What you will do
Convert the records below into a JSON list of strings, with each line as its own string and blank lines omitted.

Lines of data

┌────────

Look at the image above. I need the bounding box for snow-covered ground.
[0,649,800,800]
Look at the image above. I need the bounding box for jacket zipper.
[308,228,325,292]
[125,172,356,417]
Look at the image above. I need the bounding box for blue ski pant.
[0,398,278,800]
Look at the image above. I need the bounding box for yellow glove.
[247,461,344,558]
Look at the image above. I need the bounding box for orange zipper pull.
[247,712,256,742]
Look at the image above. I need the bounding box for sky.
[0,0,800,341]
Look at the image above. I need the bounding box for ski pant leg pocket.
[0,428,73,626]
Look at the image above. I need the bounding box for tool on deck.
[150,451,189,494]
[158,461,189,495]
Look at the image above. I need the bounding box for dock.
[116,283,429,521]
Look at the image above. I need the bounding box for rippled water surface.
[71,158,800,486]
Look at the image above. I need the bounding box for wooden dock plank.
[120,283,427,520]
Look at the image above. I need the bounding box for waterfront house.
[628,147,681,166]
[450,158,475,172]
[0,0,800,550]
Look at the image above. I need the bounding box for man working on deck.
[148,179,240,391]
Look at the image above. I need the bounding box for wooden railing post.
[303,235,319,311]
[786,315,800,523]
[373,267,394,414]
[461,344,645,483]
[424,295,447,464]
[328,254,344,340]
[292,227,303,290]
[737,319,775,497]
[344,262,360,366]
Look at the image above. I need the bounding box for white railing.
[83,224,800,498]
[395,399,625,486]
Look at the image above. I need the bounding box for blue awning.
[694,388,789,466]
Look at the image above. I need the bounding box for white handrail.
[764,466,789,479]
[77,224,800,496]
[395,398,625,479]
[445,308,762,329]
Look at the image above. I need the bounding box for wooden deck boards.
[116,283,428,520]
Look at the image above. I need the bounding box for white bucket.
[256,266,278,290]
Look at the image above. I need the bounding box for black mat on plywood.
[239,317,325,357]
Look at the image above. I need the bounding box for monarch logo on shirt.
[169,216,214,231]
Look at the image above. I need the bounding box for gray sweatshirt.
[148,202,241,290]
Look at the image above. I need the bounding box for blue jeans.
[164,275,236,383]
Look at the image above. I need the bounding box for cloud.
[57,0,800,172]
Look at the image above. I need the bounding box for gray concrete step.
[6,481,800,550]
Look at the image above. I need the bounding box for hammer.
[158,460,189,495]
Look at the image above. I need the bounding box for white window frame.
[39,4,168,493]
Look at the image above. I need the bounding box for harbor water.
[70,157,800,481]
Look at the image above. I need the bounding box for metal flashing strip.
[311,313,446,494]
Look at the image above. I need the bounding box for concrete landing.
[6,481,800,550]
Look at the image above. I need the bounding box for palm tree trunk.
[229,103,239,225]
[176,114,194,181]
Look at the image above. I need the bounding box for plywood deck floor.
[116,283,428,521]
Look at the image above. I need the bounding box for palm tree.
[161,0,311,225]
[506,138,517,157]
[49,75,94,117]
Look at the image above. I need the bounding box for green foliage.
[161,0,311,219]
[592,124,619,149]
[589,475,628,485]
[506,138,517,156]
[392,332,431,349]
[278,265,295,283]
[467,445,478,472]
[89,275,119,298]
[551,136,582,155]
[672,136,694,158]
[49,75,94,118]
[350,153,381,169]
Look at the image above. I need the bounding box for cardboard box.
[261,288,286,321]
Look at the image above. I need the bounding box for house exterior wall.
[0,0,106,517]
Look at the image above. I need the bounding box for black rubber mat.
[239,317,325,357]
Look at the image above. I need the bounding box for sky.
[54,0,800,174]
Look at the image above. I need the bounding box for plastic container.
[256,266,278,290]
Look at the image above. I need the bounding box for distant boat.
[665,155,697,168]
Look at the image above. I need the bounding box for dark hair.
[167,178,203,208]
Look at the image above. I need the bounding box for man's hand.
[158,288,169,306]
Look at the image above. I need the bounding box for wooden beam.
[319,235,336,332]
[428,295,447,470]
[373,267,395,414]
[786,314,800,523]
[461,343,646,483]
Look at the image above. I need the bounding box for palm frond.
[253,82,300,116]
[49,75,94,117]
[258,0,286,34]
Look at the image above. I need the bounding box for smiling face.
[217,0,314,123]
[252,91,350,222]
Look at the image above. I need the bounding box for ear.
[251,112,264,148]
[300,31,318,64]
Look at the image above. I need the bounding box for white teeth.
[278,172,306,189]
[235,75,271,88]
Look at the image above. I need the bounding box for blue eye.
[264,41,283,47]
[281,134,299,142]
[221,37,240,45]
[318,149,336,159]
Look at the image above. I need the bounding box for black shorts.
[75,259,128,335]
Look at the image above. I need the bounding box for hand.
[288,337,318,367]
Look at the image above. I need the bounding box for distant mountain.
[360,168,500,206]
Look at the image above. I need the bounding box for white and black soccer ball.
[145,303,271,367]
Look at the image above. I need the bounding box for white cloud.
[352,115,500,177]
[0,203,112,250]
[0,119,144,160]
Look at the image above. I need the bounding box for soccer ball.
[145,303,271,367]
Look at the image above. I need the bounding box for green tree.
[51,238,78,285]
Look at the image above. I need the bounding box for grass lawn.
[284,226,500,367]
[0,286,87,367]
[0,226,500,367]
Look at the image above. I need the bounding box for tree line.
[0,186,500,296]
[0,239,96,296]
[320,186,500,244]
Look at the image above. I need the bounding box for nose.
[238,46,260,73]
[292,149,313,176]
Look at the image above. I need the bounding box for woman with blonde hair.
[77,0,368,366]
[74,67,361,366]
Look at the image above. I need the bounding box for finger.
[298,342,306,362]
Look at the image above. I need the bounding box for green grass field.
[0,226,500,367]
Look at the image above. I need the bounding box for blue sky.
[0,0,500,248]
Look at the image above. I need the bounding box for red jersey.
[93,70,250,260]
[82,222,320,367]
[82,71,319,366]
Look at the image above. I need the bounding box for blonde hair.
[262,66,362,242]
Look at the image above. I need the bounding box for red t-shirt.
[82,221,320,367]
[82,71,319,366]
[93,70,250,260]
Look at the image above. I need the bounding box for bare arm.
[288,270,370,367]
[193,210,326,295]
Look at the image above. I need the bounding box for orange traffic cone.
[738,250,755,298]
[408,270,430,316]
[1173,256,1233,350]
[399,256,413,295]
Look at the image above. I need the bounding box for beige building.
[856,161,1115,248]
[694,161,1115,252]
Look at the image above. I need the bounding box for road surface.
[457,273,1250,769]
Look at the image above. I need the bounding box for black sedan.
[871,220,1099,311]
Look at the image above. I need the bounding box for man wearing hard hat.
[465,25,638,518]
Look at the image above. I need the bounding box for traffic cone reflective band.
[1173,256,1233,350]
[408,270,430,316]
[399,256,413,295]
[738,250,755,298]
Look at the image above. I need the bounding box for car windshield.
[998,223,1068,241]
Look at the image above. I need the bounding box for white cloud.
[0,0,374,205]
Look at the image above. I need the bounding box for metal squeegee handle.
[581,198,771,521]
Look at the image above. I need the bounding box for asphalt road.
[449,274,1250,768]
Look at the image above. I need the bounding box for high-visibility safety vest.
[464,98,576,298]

└────────

Final answer
[
  "Look at the image above. I need the bounding box for snow-covered ground.",
  "[0,649,800,800]",
  "Look at the image above. I need the bounding box for jacket zipper.",
  "[308,228,325,292]",
  "[125,172,356,417]",
  "Look at the image above. I need the bounding box for blue ski pant.",
  "[0,398,278,800]",
  "Look at the image above. I need the bounding box for yellow glove.",
  "[247,461,344,558]",
  "Look at the image above. I need the bounding box for orange zipper pull.",
  "[247,712,256,742]",
  "Look at the image above. I need the bounding box for sky.",
  "[0,0,800,341]",
  "Look at the image above. I need the bounding box for ski pant leg pocket.",
  "[0,428,73,626]",
  "Look at the image above. I need the bounding box for tool on deck.",
  "[150,451,189,494]",
  "[158,461,189,495]",
  "Look at the image above. I need the bounding box for dock.",
  "[116,283,429,521]",
  "Look at the image above. I need the bounding box for rippled water surface.",
  "[71,158,800,486]",
  "Look at the image above. I need the bounding box for wooden dock plank.",
  "[120,283,427,520]",
  "Look at the image above. I need the bounding box for waterfront house.",
  "[628,147,681,166]",
  "[450,158,475,172]",
  "[0,0,800,550]",
  "Look at the image above. I need the bounding box for man working on deck.",
  "[148,179,240,391]",
  "Look at the image above. I need the bounding box for wooden railing post.",
  "[303,235,319,311]",
  "[786,315,800,523]",
  "[373,267,394,414]",
  "[461,344,645,483]",
  "[424,295,447,464]",
  "[328,254,344,340]",
  "[292,227,303,290]",
  "[737,319,775,497]",
  "[344,262,360,366]",
  "Look at the image above. I need the bounding box for white railing.",
  "[83,224,800,498]",
  "[395,399,625,486]",
  "Look at the image above. I need the bounding box for blue awning.",
  "[694,388,789,466]",
  "Look at the image above. I need the bounding box for white handrail.",
  "[764,466,789,479]",
  "[77,224,800,496]",
  "[395,398,625,479]",
  "[445,308,762,329]",
  "Look at the image above. I need the bounding box for wooden deck boards.",
  "[116,283,428,520]",
  "Look at the image above. I need the bounding box for white bucket.",
  "[256,266,278,290]",
  "Look at the image above. I need the bounding box for black mat on plywood.",
  "[239,317,325,357]",
  "Look at the image above. I need the bounding box for monarch logo on shirt.",
  "[169,216,214,231]",
  "Look at the image above. I need the bounding box for gray sweatshirt.",
  "[148,202,241,290]",
  "Look at the image above. I need the bounding box for blue jeans.",
  "[164,275,236,383]",
  "Look at the image above. I need the bounding box for cloud.",
  "[57,0,800,172]",
  "Look at the image above. I need the bounding box for gray concrete step.",
  "[6,481,800,550]",
  "Look at the image above. I need the bounding box for hammer.",
  "[158,460,189,495]",
  "Look at the image above. I need the bounding box for white window frame.",
  "[39,4,168,493]",
  "Look at the image above. I need the bounding box for harbor water.",
  "[70,157,800,481]",
  "Look at the image above. I need the bounding box for metal flashing strip.",
  "[311,313,446,494]",
  "Look at the image above. I need the bounding box for concrete landing.",
  "[6,481,800,550]",
  "Look at the image above. I need the bounding box for palm tree trunk.",
  "[229,103,239,225]",
  "[176,114,194,181]",
  "Look at the image above. I need the bounding box for plywood deck floor.",
  "[116,283,428,521]",
  "Look at the image above. I need the bounding box for palm tree.",
  "[161,0,311,225]",
  "[506,138,517,157]",
  "[49,75,94,117]",
  "Look at the image above. I need the bounding box for green foliage.",
  "[161,0,311,219]",
  "[592,124,619,149]",
  "[589,475,628,485]",
  "[506,138,517,156]",
  "[392,332,431,349]",
  "[278,265,295,283]",
  "[467,445,478,472]",
  "[89,275,119,298]",
  "[551,136,582,155]",
  "[672,136,694,158]",
  "[49,75,94,118]",
  "[350,153,381,169]",
  "Look at the image above. I need the bounding box for cardboard box.",
  "[261,288,286,321]",
  "Look at the image above. I need the bounding box for house exterior wall.",
  "[0,0,106,517]",
  "Look at the image above. I need the bounding box for black rubber mat.",
  "[239,317,325,357]",
  "Look at the image above. I need the bounding box for sky.",
  "[54,0,800,174]",
  "Look at the image above. I need the bounding box for plastic container.",
  "[256,266,278,290]",
  "Look at the image above. I need the bounding box for distant boat.",
  "[665,155,697,168]",
  "Look at the image above. I need the bounding box for dark hair.",
  "[167,178,203,208]",
  "Look at the image above. I need the bounding box for man's hand.",
  "[158,288,169,306]",
  "Look at the image above. I need the bounding box for wooden beam.",
  "[319,235,336,332]",
  "[428,295,447,470]",
  "[373,267,395,414]",
  "[786,314,800,523]",
  "[461,343,646,483]",
  "Look at the image above. I need the bounding box for palm frond.",
  "[253,82,300,116]",
  "[49,75,94,117]",
  "[258,0,286,34]",
  "Look at the image above. I need the bounding box for smiling face.",
  "[217,0,314,123]",
  "[252,91,350,222]",
  "Look at the image above. I need the bounding box for ear.",
  "[251,112,264,148]",
  "[300,31,318,64]",
  "Look at the image above. I need the bounding box for white teeth.",
  "[278,172,306,189]",
  "[235,75,271,88]",
  "Look at the image above. I need the bounding box for blue eye.",
  "[264,41,283,47]",
  "[281,134,299,142]",
  "[221,37,240,45]",
  "[318,149,336,159]",
  "Look at the image above. I need the bounding box for black shorts.",
  "[75,259,128,335]",
  "Look at the image above. I need the bounding box for hand.",
  "[288,337,318,367]",
  "Look at the image above. I need the bounding box for distant mountain.",
  "[360,168,500,206]",
  "Look at the image above. I need the bounding box for white and black soccer ball.",
  "[145,303,271,367]",
  "Look at the image above. I need the bounding box for white cloud.",
  "[352,115,500,177]",
  "[0,203,112,250]",
  "[0,119,144,160]",
  "Look at the image above. I need the bounding box for soccer ball.",
  "[145,303,271,367]",
  "Look at the image above. I need the bounding box for green tree.",
  "[51,238,78,285]",
  "Look at the image above. I need the bounding box for grass lawn.",
  "[284,226,500,367]",
  "[0,286,87,367]",
  "[0,226,500,367]",
  "Look at the image above. I need the bounding box for tree line.",
  "[0,186,500,296]",
  "[0,239,96,296]",
  "[320,186,500,244]",
  "Look at the image above. I need the bounding box for nose.",
  "[238,46,260,73]",
  "[292,149,313,176]",
  "Look at the image above. I need the bounding box for woman with blonde hair.",
  "[77,0,368,366]",
  "[74,67,361,366]",
  "Look at the image above. I need the bounding box for finger.",
  "[298,342,306,362]",
  "Look at the image above. I need the bounding box for green grass field.",
  "[0,226,500,367]",
  "Look at the image above. I need the bounding box for blue sky.",
  "[0,0,500,248]",
  "Look at the image above. I need the bounding box for red jersey.",
  "[93,70,250,260]",
  "[82,222,320,367]",
  "[82,71,319,366]",
  "Look at the image above. I need the bounding box for blonde hair.",
  "[262,66,362,242]",
  "Look at the image above. I need the bounding box for red t-shirt.",
  "[82,221,320,367]",
  "[82,71,319,366]",
  "[93,70,250,260]",
  "Look at the image above. I need the bounding box for bare arm.",
  "[288,270,370,367]",
  "[193,210,326,295]",
  "Look at the image above. I need the bounding box for orange traffic cone.",
  "[738,250,755,298]",
  "[408,270,430,316]",
  "[1173,256,1233,350]",
  "[399,256,413,295]",
  "Look at the image above. I need the bounding box for beige building.",
  "[856,161,1115,248]",
  "[694,161,1115,252]",
  "Look at the image above. I need the bounding box for road surface.",
  "[457,273,1250,769]",
  "Look at the image above. I need the bounding box for black sedan.",
  "[871,220,1099,311]",
  "Look at the image above. I need the bounding box for man wearing hard hat.",
  "[465,25,638,518]",
  "Look at the image above. I need the bounding box for traffic cone reflective band.",
  "[1173,256,1233,350]",
  "[408,270,430,316]",
  "[399,256,413,295]",
  "[738,250,755,298]",
  "Look at the image above. I need the bounding box for car windshield.",
  "[998,223,1068,241]",
  "Look at the image above. I need the bounding box for white cloud.",
  "[0,0,374,205]",
  "Look at the image above. I need the bounding box for metal squeegee handle.",
  "[581,198,771,521]",
  "Look at the image above. I need the bounding box for asphalt road.",
  "[449,274,1250,768]",
  "Look at the image above. I need the bounding box for high-visibility safety vest.",
  "[464,98,576,298]"
]